• **INSTRUCTION**
Present every line of the material below as a numbered list. Omit blank lines and leave out the pictures.

• **SUPPLIED DATA**
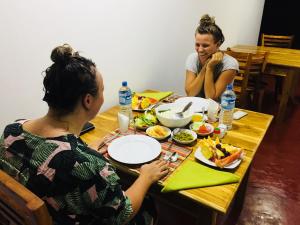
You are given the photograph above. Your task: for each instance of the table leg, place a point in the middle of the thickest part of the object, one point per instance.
(288, 81)
(295, 85)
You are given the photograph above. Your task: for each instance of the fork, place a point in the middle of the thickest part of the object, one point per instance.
(180, 114)
(104, 142)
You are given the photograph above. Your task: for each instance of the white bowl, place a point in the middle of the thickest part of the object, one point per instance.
(168, 118)
(150, 131)
(186, 131)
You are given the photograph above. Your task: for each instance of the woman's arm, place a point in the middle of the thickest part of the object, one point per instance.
(149, 174)
(194, 82)
(214, 90)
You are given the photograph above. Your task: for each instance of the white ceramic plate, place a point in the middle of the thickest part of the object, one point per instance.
(134, 149)
(199, 155)
(207, 125)
(166, 130)
(198, 103)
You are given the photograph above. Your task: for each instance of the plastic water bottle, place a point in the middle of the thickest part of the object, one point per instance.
(125, 100)
(227, 107)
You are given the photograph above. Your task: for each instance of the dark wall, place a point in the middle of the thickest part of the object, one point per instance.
(281, 18)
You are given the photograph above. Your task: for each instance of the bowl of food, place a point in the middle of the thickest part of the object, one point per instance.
(184, 136)
(166, 114)
(158, 132)
(201, 128)
(145, 120)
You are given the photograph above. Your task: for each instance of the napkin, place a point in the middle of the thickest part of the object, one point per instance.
(156, 95)
(193, 175)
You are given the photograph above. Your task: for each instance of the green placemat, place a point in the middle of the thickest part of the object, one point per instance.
(156, 95)
(193, 175)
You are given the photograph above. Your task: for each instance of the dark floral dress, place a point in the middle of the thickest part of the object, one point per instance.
(78, 185)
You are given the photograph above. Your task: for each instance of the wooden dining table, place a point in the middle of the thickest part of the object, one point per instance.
(207, 204)
(285, 57)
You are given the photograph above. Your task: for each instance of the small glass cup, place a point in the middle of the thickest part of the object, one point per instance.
(123, 122)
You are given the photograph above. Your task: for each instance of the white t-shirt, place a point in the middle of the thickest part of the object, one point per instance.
(193, 64)
(228, 63)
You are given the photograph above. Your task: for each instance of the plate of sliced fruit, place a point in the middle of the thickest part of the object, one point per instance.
(201, 128)
(141, 103)
(217, 154)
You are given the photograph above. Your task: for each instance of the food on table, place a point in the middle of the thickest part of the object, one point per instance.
(157, 131)
(183, 136)
(202, 128)
(219, 153)
(197, 117)
(145, 120)
(170, 113)
(141, 102)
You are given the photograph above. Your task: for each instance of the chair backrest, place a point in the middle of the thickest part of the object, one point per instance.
(277, 41)
(20, 206)
(242, 77)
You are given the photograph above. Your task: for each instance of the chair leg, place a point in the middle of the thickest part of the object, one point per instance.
(278, 88)
(261, 93)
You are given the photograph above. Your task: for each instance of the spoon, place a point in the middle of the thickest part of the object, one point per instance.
(180, 114)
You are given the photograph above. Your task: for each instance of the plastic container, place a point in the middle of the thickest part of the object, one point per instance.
(125, 100)
(227, 107)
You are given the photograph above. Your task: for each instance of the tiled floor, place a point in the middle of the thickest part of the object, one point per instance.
(273, 193)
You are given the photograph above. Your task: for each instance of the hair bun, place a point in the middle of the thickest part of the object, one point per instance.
(206, 20)
(62, 54)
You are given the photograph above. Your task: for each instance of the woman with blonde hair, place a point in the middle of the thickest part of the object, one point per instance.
(208, 70)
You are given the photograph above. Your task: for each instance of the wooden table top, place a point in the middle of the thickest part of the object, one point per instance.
(248, 132)
(277, 56)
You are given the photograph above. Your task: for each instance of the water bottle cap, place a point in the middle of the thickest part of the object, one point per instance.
(229, 86)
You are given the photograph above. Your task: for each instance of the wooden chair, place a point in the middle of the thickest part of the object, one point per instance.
(19, 206)
(256, 86)
(254, 91)
(241, 79)
(279, 41)
(278, 72)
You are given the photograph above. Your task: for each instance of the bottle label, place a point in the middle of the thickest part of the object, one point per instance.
(228, 103)
(125, 97)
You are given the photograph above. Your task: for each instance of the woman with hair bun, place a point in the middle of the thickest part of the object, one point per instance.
(208, 70)
(78, 185)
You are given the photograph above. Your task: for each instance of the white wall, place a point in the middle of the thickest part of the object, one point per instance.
(144, 42)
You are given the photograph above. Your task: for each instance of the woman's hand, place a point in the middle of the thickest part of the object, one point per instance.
(215, 59)
(155, 170)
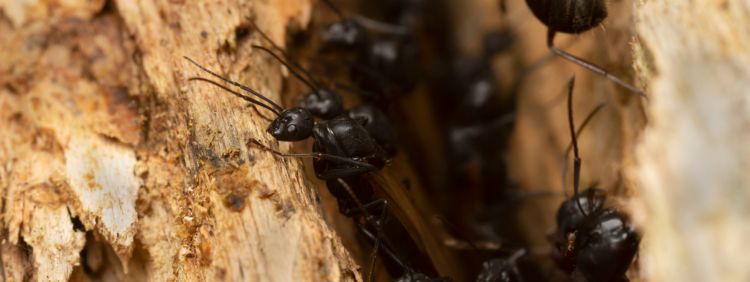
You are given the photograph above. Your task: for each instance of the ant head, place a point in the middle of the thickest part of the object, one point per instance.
(501, 269)
(569, 16)
(346, 34)
(606, 246)
(293, 124)
(570, 217)
(323, 103)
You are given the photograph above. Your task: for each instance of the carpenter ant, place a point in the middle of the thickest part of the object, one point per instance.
(592, 243)
(321, 102)
(409, 273)
(574, 16)
(501, 269)
(343, 151)
(327, 104)
(384, 61)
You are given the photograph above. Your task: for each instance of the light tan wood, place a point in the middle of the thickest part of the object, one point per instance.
(693, 160)
(99, 123)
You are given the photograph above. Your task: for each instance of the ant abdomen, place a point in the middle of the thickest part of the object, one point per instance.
(569, 16)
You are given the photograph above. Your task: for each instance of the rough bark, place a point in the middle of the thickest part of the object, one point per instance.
(694, 158)
(107, 146)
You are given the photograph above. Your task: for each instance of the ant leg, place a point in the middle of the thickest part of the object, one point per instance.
(594, 68)
(369, 206)
(364, 166)
(235, 93)
(378, 238)
(577, 157)
(362, 208)
(386, 250)
(343, 172)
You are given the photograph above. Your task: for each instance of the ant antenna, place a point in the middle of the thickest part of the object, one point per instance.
(577, 157)
(583, 125)
(590, 66)
(243, 87)
(283, 62)
(235, 93)
(286, 56)
(334, 9)
(368, 22)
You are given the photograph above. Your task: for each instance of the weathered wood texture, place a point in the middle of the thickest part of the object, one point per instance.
(694, 159)
(105, 144)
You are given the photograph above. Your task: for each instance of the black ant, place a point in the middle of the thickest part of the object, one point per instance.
(327, 104)
(502, 269)
(343, 151)
(388, 60)
(321, 102)
(592, 243)
(573, 16)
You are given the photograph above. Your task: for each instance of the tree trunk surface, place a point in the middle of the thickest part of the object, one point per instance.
(113, 165)
(693, 161)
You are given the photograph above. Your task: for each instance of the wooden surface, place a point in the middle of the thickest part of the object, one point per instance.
(694, 158)
(105, 144)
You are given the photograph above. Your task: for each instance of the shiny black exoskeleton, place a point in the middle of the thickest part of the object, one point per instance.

• **TASK SOLUTION**
1. You are given the photograph above. Your task: for each instance of the table leg, place a point in the middle of the thickest part of the object, one point per instance.
2. (288, 81)
3. (295, 85)
4. You are given the photograph above. Your task: for each instance of the fork, place a point in the middle of the thickest part of the object, one point per instance.
5. (180, 114)
6. (104, 142)
7. You are given the photograph above. Your task: for each instance of the white bowl, place a point in the middle of the thickest part of the object, one point per instance.
8. (168, 118)
9. (150, 131)
10. (186, 131)
11. You are given the photograph above. Your task: for each instance of the woman's arm, place a point in the middle of the thickest part of the object, one point per instance.
12. (149, 174)
13. (194, 82)
14. (214, 90)
15. You are given the photograph above. Your task: for each instance of the white ceramic plate, place a point in the middle of the thickest part of the object, one point per instance.
16. (134, 149)
17. (199, 155)
18. (207, 125)
19. (166, 130)
20. (198, 103)
21. You are given the photograph above. Your task: for each instance of the plastic water bottle, place a point in the middle of the thickest part of the object, one point per instance.
22. (125, 100)
23. (227, 107)
24. You are given the photograph above. Your task: for each instance of the dark wall, place a point in the middle of the thickest part of the object, one point per instance.
25. (281, 18)
26. You are given the photograph above. Your task: for each instance of the bowl of food, place a point in the middle of the thickest part of the object, one point per instance.
27. (184, 136)
28. (166, 114)
29. (158, 132)
30. (201, 128)
31. (145, 120)
32. You are given the photograph above. Your task: for each instance of the napkin, place a point in the middle of the thickest part of the object, one point per instance.
33. (156, 95)
34. (193, 175)
35. You are given the photograph above. Your task: for each instance of the green placemat, place a point in the middle of the thickest part of the object, one point per instance.
36. (156, 95)
37. (193, 175)
38. You are given the photograph above. Your task: for each instance of the dark floral dress, place a point in the middle of the thickest part of the object, one point per instance.
39. (78, 185)
40. You are given the photograph above. Your task: for each instance of the wooden dining table, place a point in the middle of the thickest part of the object, one point per instance.
41. (207, 204)
42. (285, 57)
43. You are given the photograph above. Your task: for each instance of the small glass cup, place a point in the middle of the thickest part of the object, one point per instance.
44. (123, 122)
45. You are given the photograph above. Your task: for each instance of the white t-shirt, place a point in the middle of the thickest part of the object, one point per instance.
46. (193, 64)
47. (228, 63)
48. You are given the photograph above. Your task: for each instance of the plate of sliced fruit, place a point in the middle of the thickest part of the object, one point per instance.
49. (201, 128)
50. (141, 103)
51. (217, 154)
52. You are given the photograph above. Your task: for each instance of the food on table, place a point in the middle of the thickest part of the object, one point per instance.
53. (157, 131)
54. (183, 136)
55. (202, 128)
56. (219, 153)
57. (197, 117)
58. (145, 120)
59. (170, 113)
60. (141, 102)
61. You are given the photograph above. Your task: for each instance of the chair backrest, place a point in the middle of the thickest part of the object, one point per instance.
62. (277, 41)
63. (20, 206)
64. (242, 77)
65. You are given the photograph above. Your task: for each instance of the chair leg, place a point in the middle of the thickest part of the object, one point per instance.
66. (278, 88)
67. (261, 93)
68. You are given the photograph above. Your task: for each instance of the spoon, place a point in the middle of the thickest part of the object, one point per instance.
69. (180, 114)
70. You are given the photograph above. Your task: for each instance of the plastic container, place a point in the middle of the thickest part of the object, one point per instance.
71. (125, 100)
72. (227, 107)
73. You are given the photograph above. Your task: for each instance of the tiled floor, place a point in the middle of the thickest part of the object, one point per instance.
74. (273, 193)
75. You are given the photograph above. Your task: for each instance of the hair bun, place a point in the middle of the thickest part of the object, one point per instance.
76. (206, 20)
77. (62, 54)
78. You are given the photograph above. Your task: for each instance of the woman with blonde hair, place a point in the middle of the thickest part of the object, one point per instance.
79. (208, 70)
80. You are given the photograph above. Your task: for each instance of the wooden table top, place a point in the middle of the thickest part of the object, one point per instance.
81. (248, 132)
82. (277, 56)
83. You are given the photograph above. Your task: for each instance of the water bottle cap, place a point in the middle of the thickest part of the object, one point per instance.
84. (229, 86)
85. You are given the photograph above. Your task: for each instance of the wooden chair, place a point in the middle of the thickest part of the object, one point per instance.
86. (19, 206)
87. (256, 86)
88. (254, 91)
89. (241, 79)
90. (279, 41)
91. (278, 72)
92. You are given the photograph above. Your task: for each instance of the bottle label, place a point in the middle of the thickest part of the object, one point per instance.
93. (228, 103)
94. (125, 97)
95. You are given the photograph above. Your task: for each instance of the woman with hair bun, place a point in the middle of the thickest part of the object, one point per instance.
96. (208, 70)
97. (78, 185)
98. You are given the photograph above. Your task: for each instance of the white wall, place a point in the middle of the thickest part of the object, one point per instance.
99. (144, 42)
100. You are given the photograph above. Your task: for each instance of the woman's hand, place a point in the middle of the thickest part of the object, one point per instance.
101. (215, 59)
102. (155, 170)
103. You are given the photograph above. Your task: for each instance of the ant head, place a point in the middle of the thickest part of the object, one point per instance.
104. (501, 269)
105. (569, 16)
106. (346, 34)
107. (606, 246)
108. (293, 124)
109. (570, 217)
110. (323, 103)
111. You are given the photograph above. Your task: for each instance of the carpenter ant, place a point in the middle of the thickest part of the object, one point per instance.
112. (592, 243)
113. (321, 102)
114. (409, 273)
115. (574, 16)
116. (501, 269)
117. (343, 151)
118. (327, 104)
119. (384, 61)
120. You are given the photograph above. Your task: for each instance of the light tan wood, place a point in the middle of the thickest part of the object, one point per instance.
121. (693, 160)
122. (99, 123)
123. You are given the photograph above. Your task: for each instance of the ant abdomen, place a point in the middle of the thickest part of the object, one point per instance.
124. (569, 16)
125. You are given the photograph above. Your task: for each instance of the rough bark, place a point in the middle of the thickest part of the object, one point per instance.
126. (694, 158)
127. (107, 146)
128. You are given the photograph above. Your task: for each instance of the ant leg, place a point in the middle of the thickest part of the object, one point per instance.
129. (594, 68)
130. (369, 206)
131. (364, 166)
132. (235, 93)
133. (378, 238)
134. (577, 157)
135. (362, 208)
136. (386, 250)
137. (343, 172)
138. You are given the photograph above. Your task: for each instance of the ant antenna, place a point in the middle of the thickest part of the object, one point per instance.
139. (577, 157)
140. (583, 125)
141. (590, 66)
142. (243, 87)
143. (283, 62)
144. (235, 93)
145. (286, 56)
146. (334, 9)
147. (368, 22)
148. You are given the photograph above. Your task: for each instance of the weathered wood texture, place a point in the middle of the thickest part of the object, one point per instance.
149. (694, 159)
150. (105, 144)
151. You are given the photograph above. Your task: for each instance of the black ant, place a point in the middle of the thickest part of the object, one point per instance.
152. (327, 104)
153. (502, 269)
154. (343, 151)
155. (388, 60)
156. (321, 102)
157. (592, 243)
158. (573, 16)
159. You are given the photograph above. Your task: for each instance of the tree trunk surface, place a point in the middle of the thickest part of the object, one point per instance.
160. (113, 165)
161. (693, 161)
162. You are given the photograph above. Your task: for each instance of the wooden surface, place a point in the middle of the thickest part of the object, one point per instance.
163. (694, 158)
164. (105, 144)
165. You are given the photograph above. Your task: for each instance of the shiny black exoskeleton, place a point in the middle of the thickest part of the object, one point per instance.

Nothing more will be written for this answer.